Alıştırma verileri >>
⟨
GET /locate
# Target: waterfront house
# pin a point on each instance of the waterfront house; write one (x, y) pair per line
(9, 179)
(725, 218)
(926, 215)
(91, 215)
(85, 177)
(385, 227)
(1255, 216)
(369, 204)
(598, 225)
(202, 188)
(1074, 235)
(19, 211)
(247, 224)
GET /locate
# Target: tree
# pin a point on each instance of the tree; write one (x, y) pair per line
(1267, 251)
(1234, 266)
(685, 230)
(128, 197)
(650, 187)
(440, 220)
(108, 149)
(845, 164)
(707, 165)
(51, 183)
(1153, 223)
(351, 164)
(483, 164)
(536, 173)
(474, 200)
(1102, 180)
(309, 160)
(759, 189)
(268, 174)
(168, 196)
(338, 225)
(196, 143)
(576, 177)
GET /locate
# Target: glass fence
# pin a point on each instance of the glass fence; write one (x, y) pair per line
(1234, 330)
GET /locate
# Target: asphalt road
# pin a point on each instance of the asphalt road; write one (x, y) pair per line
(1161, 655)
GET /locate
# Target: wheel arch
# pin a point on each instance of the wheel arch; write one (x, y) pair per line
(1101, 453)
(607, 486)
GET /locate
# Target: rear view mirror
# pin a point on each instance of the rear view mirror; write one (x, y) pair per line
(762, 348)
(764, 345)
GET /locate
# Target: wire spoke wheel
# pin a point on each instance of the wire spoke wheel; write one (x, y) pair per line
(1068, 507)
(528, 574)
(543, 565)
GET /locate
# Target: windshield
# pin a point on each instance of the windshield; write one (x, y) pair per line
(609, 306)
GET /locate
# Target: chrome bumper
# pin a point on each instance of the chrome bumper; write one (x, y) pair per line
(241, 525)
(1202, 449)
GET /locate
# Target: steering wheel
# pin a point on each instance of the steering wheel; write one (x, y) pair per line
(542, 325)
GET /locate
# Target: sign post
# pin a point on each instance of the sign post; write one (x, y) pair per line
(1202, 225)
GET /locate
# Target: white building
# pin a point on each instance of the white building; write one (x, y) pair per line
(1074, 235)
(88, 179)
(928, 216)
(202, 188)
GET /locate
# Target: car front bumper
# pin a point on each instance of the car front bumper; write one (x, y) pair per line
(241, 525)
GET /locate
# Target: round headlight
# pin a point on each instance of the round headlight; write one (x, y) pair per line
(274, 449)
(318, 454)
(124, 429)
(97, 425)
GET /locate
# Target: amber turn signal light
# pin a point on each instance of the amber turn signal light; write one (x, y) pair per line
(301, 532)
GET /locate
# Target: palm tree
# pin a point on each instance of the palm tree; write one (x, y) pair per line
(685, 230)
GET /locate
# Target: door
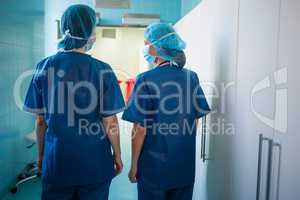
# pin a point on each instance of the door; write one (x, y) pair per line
(286, 164)
(258, 39)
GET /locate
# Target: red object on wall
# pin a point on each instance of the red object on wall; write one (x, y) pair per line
(129, 88)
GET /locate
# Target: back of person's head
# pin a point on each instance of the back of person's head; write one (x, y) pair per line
(77, 25)
(167, 42)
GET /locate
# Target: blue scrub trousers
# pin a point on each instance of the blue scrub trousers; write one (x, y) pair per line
(87, 192)
(184, 193)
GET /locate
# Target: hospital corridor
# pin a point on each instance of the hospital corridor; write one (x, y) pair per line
(150, 99)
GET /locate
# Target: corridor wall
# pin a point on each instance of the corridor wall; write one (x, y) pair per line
(21, 48)
(251, 46)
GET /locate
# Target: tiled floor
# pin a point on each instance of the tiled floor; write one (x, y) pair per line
(121, 188)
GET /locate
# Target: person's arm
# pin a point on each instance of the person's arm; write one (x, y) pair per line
(40, 135)
(138, 138)
(111, 125)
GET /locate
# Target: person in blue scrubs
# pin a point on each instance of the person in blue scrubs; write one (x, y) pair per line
(76, 98)
(165, 105)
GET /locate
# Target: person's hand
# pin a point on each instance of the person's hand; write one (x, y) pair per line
(118, 164)
(132, 174)
(39, 164)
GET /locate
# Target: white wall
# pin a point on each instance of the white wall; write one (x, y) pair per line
(124, 53)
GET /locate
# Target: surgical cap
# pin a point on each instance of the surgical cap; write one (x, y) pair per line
(77, 25)
(167, 42)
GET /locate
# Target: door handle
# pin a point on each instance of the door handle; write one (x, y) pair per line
(204, 156)
(263, 139)
(279, 147)
(203, 138)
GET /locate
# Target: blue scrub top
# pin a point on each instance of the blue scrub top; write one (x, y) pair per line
(74, 92)
(167, 100)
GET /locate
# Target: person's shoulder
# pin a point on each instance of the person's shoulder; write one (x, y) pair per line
(44, 64)
(148, 74)
(191, 73)
(101, 65)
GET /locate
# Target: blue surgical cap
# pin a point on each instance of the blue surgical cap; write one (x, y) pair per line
(167, 42)
(77, 25)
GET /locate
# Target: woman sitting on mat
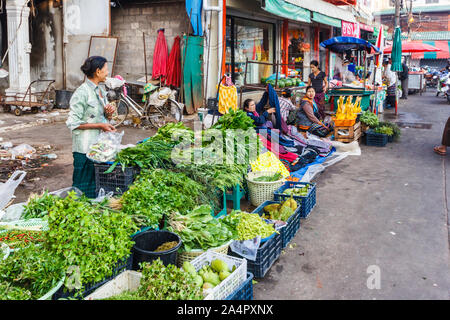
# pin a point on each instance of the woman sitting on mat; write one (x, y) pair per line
(307, 117)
⟩
Alıştırmanın kapsamı >> Listenin tamamındaki satırları, boş satırları atlayarak numaralı bir liste halinde düzenleyin. Resimleri cevaba almayın.

Doğru cevap >>
1. GET /locate
2. # Target: waterfront house
3. # pin a point on each instance of the waterfront house; write one (x, y) pair per line
4. (9, 179)
5. (725, 218)
6. (926, 215)
7. (91, 215)
8. (85, 177)
9. (385, 227)
10. (1255, 216)
11. (369, 204)
12. (598, 225)
13. (202, 188)
14. (1074, 235)
15. (19, 211)
16. (247, 224)
17. GET /locate
18. # Target: tree
19. # pin a point on each instance of the tree; write one (x, y) pair per line
20. (1267, 251)
21. (1234, 266)
22. (685, 230)
23. (128, 197)
24. (650, 187)
25. (440, 220)
26. (108, 149)
27. (845, 164)
28. (707, 165)
29. (51, 183)
30. (1153, 223)
31. (351, 164)
32. (483, 164)
33. (536, 173)
34. (474, 200)
35. (1102, 180)
36. (309, 160)
37. (759, 189)
38. (268, 174)
39. (168, 196)
40. (338, 225)
41. (196, 143)
42. (576, 177)
43. GET /locate
44. # Target: glass fence
45. # pin a point on each instance of the glass fence; write one (x, y) pair per line
46. (1234, 330)
47. GET /locate
48. # Target: asphalt road
49. # pin a point on each instance of the asphalt road; write one (x, y) pair per line
50. (1161, 655)
51. GET /locate
52. # Target: wheel arch
53. # pin a point on each instance of the wheel arch; write one (x, y) pair per line
54. (1101, 453)
55. (607, 486)
56. GET /locate
57. # Target: rear view mirror
58. # pin a point on each instance of the rear view mirror; write one (x, y) pair per line
59. (762, 348)
60. (764, 345)
61. GET /locate
62. # Target: wire spoke wheel
63. # pin a point on each instance of the wire spoke wheel; write one (x, y) pair per line
64. (1068, 507)
65. (528, 574)
66. (543, 565)
67. GET /locate
68. # Target: windshield
69. # pin a point on each instance of the windshield; write one (x, y) pair per line
70. (609, 306)
71. GET /locate
72. # Target: chrome bumper
73. # pin a point on each instance of the chrome bumper; write one (x, y) pair per line
74. (241, 525)
75. (1202, 449)
76. GET /locate
77. # Target: steering wheel
78. # pin a point on each instance of the steering wheel; write one (x, y) pair per line
79. (542, 325)
80. GET /locate
81. # Target: sign post
82. # pin a point on each instance of the sign post; write one (x, y) pair per line
83. (1202, 225)
84. GET /locate
85. # Target: white building
86. # pin a point on each instance of the white building; write one (x, y) pair per line
87. (1074, 235)
88. (88, 179)
89. (928, 216)
90. (202, 188)
91. GET /locate
92. # Target: car front bumper
93. # pin a point on each instance of the car front bumper; write one (x, y) pair per line
94. (241, 525)
95. GET /locate
96. # Target: round headlight
97. # pin a point on each instance of the round headlight; write one (x, y) pair per line
98. (274, 449)
99. (318, 454)
100. (124, 429)
101. (97, 425)
102. GET /locate
103. # Target: amber turn signal light
104. # pin a point on each instance of the amber turn signal light; write one (x, y) pair per line
105. (301, 532)
106. GET /locate
107. # Target: palm tree
108. # pin a point on each instance of the palm tree; write one (x, y) pair per line
109. (685, 230)
110. GET /locate
111. # Target: door
112. # pin a point on each instance of the door; write one (x, y) pair per line
113. (286, 164)
114. (258, 39)
115. GET /locate
116. # Target: red object on wall
117. # pin a point on each instance of the red object on wall; write one (x, y) pair per line
118. (129, 88)
119. GET /locate
120. # Target: back of person's head
121. # pin a point on each instance of the back of person's head; write one (x, y) pair per line
122. (77, 25)
123. (167, 42)
124. GET /locate
125. # Target: blue scrub trousers
126. # pin a point on each instance of the blue scrub trousers; write one (x, y) pair per line
127. (87, 192)
128. (184, 193)
129. GET /locate
130. # Target: hospital corridor
131. # pin a point on each instance of the hospital corridor; write one (x, y) pair per line
132. (150, 99)
133. GET /locate
134. # Target: corridor wall
135. # pin a point on each instance of the corridor wall; write one (x, y) pair per line
136. (21, 48)
137. (251, 46)
138. GET /locate
139. # Target: tiled floor
140. # pin a point on each instance of the tiled floor; write one (x, y) pair per line
141. (121, 188)
142. GET /locate
143. # Target: person's arm
144. # pin a point on each instance of the person's arm; write one (x, y) pair per line
145. (40, 135)
146. (138, 138)
147. (111, 125)
148. GET /locate
149. # Target: person in blue scrubs
150. # pin a point on each instance of the person in blue scrubs; write one (x, y) pair per line
151. (76, 98)
152. (165, 105)
153. GET /locate
154. # Target: person's hand
155. # pin a point on each instance of the person's hand; write one (x, y) pair per line
156. (118, 164)
157. (132, 174)
158. (39, 164)
159. GET /locate
160. # Target: white wall
161. # pin a point on each instance of the white wall; write one (x, y) pair per line
162. (124, 53)
163. GET /locate
164. # Target: surgical cap
165. # pin a point on each instance of the surgical cap; write one (x, y) pair per line
166. (77, 25)
167. (167, 42)
168. GET /locate
169. # Target: door handle
170. # pin a point on each instance of the door handle; write one (x, y) pair per line
171. (204, 156)
172. (263, 139)
173. (279, 147)
174. (203, 138)
175. GET /locate
176. # Target: blue scrub top
177. # pin a point on each instance of the blue scrub top; write one (x, y) pair per line
178. (74, 92)
179. (167, 100)
180. GET /locate
181. # Target: person's shoulder
182. # pin a point on each instance of the person's shoulder; write one (x, y) pair per line
183. (44, 64)
184. (148, 74)
185. (191, 73)
186. (101, 65)
187. GET /locate
188. # Target: blue surgical cap
189. # pin a point on each instance of the blue surgical cap; write one (x, y) pair per line
190. (167, 42)
191. (77, 25)
192. GET /locate
193. # Target: woman sitting on mat
194. # pin a point on each instance of the woman sitting on mat; write one (x, y) pair per line
195. (307, 117)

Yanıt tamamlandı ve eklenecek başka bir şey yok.